--- Exercise directions ---
Copy each entry below exactly. No images.

--- Exercise material ---
____
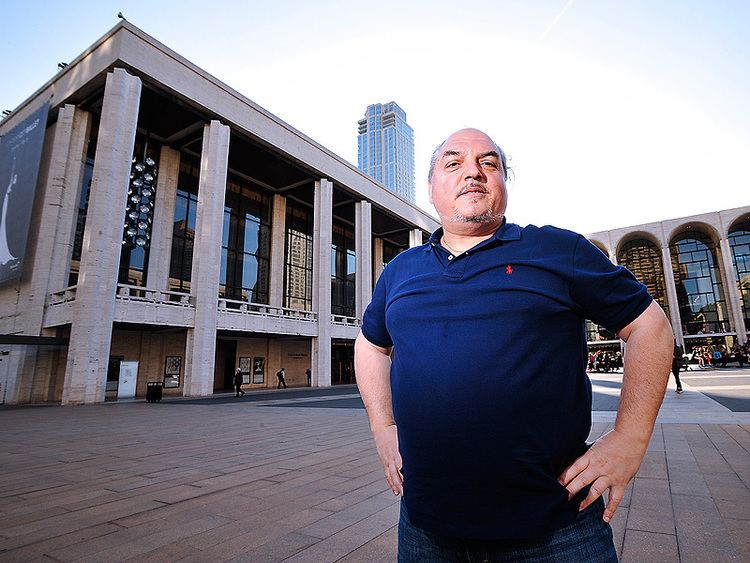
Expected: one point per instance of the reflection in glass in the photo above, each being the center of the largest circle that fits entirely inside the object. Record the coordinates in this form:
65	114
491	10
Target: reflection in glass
342	275
644	259
298	258
700	294
246	242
____
--- Exercise response ---
Expected: one point per instance of the reflection in glass in the photo above, each being the center of the largest circle that fits entirely inside the object. Record the coordinates in this form:
65	114
491	10
Target: reflection in glass
342	275
644	259
298	258
700	294
246	242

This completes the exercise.